§ **Zu bearbeitende Aufgaben**:
(a) Prüfe für jede der Aussagen (i) bis (iii), ob sie mit dem Foren-Thread zu Fritz 12 übereinstimmt. Antworte jeweils mit Ja oder Nein und zitiere die entscheidenden Worte wörtlich.
(i) Der Fragesteller verwendet Ubuntu 14.04.1 in der 64-Bit-Version.
(ii) Beim Start von Fritz 12 wird die Fritz 12 Engine zur Auswahl angeboten.
(iii) Bot_mit_Ping schreibt, schon häufig von Problemen mit Fritz 12 unter Linux gelesen zu haben.
(b) Setze den Foren-Thread zu Fritz 12 an der Stelle fort, an der er endet.

# Fritz 12 Beginner Edition engine Problem



## ubuntu1967 (24. Januar 2015)

Ich hoffe ich bin hier richtig.
Ich habe Probleme mit Fritz 12 Beginner Edition (Schachspiel).
In Ubuntu 14.04.1 (64 Bit) habe ich wine 1.6.2 und damit Fritz 12 ... installiert.
Wenn ich Fritz 12 starte und die Fritz 12 Engine starten will 
51xfq7gtoji9.jpg auf fotos-hochladen.net
wird die zur Auswahl nicht angeboten.
Wie kann ich die Fritz 12 engine installieren oder umkopieren oder umbennen damit damit spielen kann?


----------



## Bot_mit_Ping (25. Januar 2015)

Da steht doch Deep Fritz 12? Aber hab schon häufig Probleme mit Fritz 12 und Linux gelesen z.B Linux und Fritz 12


----------



## ubuntu1967 (25. Januar 2015)

Annotationsdaten zur Objektposition

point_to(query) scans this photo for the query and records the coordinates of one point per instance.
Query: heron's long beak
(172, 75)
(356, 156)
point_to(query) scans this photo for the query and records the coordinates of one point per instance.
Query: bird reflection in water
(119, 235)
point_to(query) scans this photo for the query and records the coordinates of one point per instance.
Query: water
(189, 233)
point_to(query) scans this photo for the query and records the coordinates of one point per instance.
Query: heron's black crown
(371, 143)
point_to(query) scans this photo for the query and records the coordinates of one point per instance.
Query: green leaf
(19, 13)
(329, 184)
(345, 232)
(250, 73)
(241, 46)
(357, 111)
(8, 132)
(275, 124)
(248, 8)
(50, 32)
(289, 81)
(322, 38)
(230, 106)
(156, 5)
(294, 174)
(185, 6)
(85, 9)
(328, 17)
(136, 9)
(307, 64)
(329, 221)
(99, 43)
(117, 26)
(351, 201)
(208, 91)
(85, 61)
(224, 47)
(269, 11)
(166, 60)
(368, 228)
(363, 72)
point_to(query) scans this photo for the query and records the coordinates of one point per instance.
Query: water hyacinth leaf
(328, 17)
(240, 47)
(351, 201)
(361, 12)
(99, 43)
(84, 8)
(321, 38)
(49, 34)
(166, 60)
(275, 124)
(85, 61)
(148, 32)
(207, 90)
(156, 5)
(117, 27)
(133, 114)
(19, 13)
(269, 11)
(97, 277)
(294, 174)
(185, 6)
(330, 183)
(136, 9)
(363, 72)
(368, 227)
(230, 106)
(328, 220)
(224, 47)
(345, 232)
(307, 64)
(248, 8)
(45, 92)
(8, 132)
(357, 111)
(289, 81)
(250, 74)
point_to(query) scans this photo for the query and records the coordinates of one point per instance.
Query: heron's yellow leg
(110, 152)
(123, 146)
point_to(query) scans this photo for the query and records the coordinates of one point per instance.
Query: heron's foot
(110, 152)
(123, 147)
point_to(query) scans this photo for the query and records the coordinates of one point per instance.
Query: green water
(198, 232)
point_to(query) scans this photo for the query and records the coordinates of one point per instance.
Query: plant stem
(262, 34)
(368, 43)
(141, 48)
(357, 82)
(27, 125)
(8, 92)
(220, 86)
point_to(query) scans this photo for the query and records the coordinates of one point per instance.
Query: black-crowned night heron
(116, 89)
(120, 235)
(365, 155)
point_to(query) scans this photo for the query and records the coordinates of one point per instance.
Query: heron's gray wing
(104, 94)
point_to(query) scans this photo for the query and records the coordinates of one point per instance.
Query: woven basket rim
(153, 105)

--

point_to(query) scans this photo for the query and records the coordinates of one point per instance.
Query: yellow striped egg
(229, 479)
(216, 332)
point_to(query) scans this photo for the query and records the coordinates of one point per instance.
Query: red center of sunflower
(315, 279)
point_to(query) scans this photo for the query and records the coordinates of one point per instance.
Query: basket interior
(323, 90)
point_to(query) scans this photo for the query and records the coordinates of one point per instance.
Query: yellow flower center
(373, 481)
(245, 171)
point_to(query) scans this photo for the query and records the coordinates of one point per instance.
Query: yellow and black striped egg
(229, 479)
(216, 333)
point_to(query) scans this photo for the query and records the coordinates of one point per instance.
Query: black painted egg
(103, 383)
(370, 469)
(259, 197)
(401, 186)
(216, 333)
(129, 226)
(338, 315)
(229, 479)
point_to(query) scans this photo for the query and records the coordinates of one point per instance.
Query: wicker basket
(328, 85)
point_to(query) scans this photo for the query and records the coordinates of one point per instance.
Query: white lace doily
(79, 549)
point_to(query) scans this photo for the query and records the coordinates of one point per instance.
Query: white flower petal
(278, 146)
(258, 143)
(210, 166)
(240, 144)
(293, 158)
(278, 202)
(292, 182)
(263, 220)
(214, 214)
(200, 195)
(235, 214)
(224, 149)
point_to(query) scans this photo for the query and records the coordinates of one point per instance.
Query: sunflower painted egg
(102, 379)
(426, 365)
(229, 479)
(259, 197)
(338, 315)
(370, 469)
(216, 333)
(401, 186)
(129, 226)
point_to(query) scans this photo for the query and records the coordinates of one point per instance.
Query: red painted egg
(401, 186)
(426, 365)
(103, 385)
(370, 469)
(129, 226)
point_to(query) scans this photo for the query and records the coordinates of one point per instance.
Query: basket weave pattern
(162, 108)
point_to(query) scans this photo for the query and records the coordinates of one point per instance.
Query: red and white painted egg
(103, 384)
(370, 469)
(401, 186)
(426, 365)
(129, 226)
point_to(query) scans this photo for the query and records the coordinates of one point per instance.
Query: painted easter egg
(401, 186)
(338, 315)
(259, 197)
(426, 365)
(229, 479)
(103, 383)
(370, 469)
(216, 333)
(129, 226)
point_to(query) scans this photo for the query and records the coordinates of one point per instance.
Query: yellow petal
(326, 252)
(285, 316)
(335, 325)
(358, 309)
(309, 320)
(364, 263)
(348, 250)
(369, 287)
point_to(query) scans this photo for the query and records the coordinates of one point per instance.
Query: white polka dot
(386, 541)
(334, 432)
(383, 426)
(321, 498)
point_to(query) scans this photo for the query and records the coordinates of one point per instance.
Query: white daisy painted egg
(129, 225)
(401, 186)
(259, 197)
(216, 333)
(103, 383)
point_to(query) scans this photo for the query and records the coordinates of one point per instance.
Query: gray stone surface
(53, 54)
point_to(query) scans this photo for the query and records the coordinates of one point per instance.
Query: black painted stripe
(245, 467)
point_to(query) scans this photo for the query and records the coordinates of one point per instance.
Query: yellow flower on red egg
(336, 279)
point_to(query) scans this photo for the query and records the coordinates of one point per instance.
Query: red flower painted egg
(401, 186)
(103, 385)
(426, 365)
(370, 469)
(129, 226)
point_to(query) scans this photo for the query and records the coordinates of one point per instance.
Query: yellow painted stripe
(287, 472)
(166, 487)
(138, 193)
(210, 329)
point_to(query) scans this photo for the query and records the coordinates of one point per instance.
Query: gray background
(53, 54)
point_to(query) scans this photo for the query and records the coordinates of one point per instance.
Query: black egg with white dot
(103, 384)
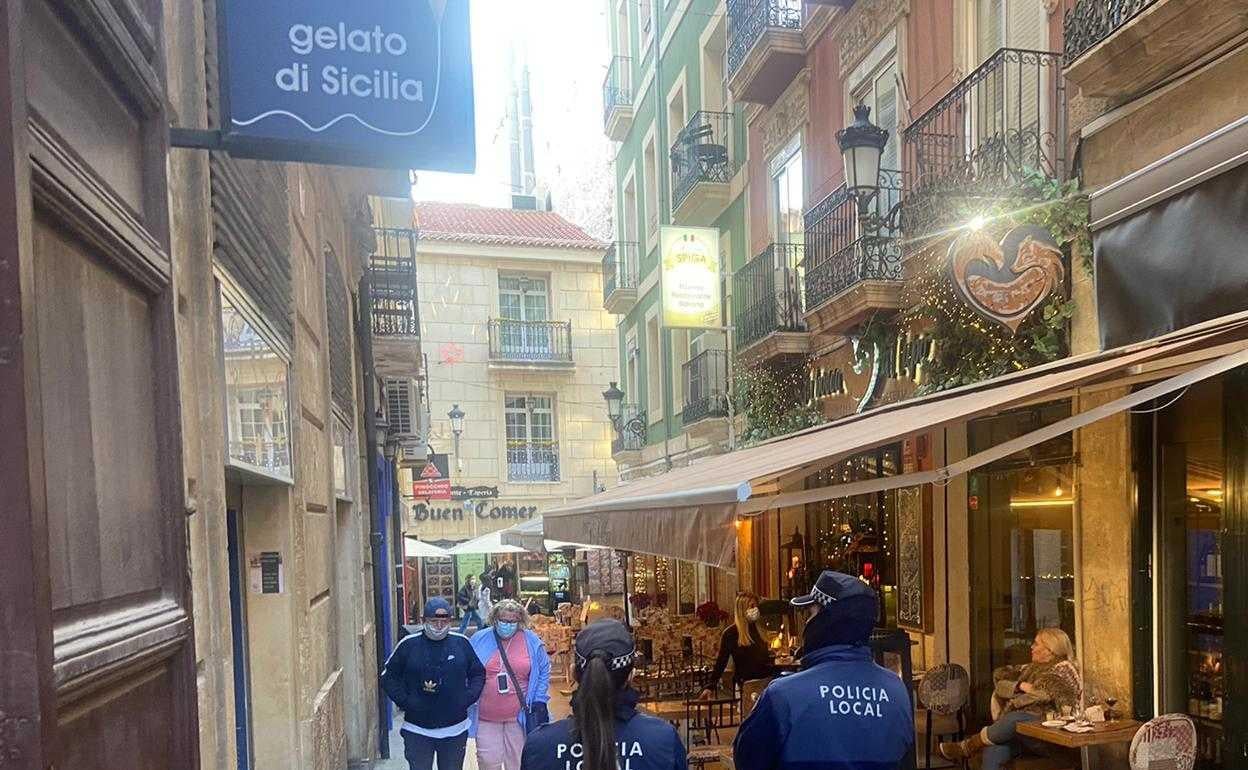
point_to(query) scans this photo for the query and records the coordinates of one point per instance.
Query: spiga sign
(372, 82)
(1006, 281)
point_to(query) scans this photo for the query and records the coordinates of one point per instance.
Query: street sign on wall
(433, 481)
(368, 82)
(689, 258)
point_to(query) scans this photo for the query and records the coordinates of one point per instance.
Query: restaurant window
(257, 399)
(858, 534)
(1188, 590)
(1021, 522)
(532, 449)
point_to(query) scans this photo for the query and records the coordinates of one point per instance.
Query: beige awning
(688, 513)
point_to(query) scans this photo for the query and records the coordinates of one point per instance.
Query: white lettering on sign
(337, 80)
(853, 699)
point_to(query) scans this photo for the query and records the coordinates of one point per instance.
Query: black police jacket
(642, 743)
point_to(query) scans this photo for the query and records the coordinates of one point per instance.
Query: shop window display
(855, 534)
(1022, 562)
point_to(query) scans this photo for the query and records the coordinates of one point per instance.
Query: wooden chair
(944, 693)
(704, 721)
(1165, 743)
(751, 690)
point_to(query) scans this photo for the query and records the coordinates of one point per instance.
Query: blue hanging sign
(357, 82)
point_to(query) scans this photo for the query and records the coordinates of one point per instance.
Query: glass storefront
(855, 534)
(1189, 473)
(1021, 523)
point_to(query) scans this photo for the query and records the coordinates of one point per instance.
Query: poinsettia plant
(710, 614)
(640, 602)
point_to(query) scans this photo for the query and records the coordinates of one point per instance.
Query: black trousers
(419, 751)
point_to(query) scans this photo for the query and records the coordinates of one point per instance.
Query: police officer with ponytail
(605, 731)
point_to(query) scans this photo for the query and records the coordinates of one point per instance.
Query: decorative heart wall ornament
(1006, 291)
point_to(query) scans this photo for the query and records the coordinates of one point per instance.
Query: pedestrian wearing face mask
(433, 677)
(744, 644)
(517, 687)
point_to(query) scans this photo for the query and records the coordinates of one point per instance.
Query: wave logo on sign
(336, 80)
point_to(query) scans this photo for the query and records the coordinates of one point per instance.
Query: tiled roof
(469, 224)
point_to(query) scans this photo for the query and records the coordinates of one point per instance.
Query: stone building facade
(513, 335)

---

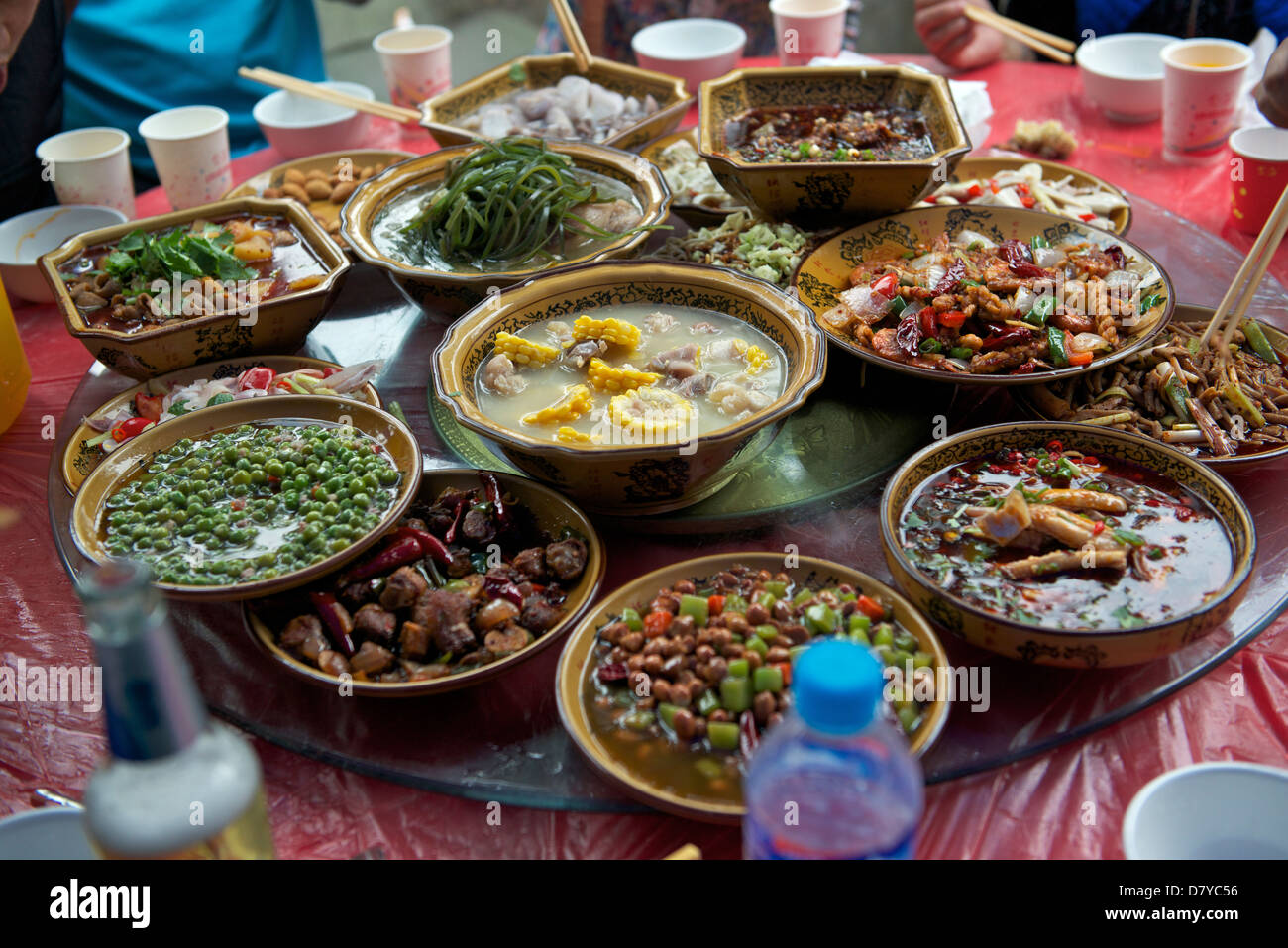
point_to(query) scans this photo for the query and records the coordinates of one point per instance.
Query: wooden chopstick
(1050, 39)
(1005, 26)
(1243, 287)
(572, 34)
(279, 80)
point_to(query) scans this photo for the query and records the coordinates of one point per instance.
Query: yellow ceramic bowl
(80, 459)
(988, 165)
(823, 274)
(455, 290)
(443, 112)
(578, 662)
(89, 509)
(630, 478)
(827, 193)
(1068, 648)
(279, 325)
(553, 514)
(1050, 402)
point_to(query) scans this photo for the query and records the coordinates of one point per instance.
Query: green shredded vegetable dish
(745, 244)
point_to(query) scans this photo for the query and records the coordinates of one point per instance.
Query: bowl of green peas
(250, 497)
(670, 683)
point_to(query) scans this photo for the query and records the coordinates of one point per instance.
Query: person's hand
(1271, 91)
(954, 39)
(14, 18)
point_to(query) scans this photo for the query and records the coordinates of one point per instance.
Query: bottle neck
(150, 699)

§ **Liste der Antworten**:
(a)
(i) Ja: „In Ubuntu 14.04.1 (64 Bit) habe ich wine 1.6.2 und damit Fritz 12 ... installiert.“
(ii) Nein: „wird die zur Auswahl nicht angeboten.“
(iii) Ja: „Aber hab schon häufig Probleme mit Fritz 12 und Linux gelesen“

(b)
Da steht doch Deep Fritz 12?  Ebend weil ich wollte ein Enginetounier machen gegen die Fritz 12 Engine.


----------



## ubuntu1967 (29. August 2015)

Nach mehr als ein halbes Jahr poste ich hier in der Hoffnung das mir jemand helfen kann.
Bei einer neuinstallation von Windows 7 (32 Bit) und Fritz 12 Beginner Edition funktioniert die Fritz 12 Engine immer noch nicht. 



Wer weiss rat?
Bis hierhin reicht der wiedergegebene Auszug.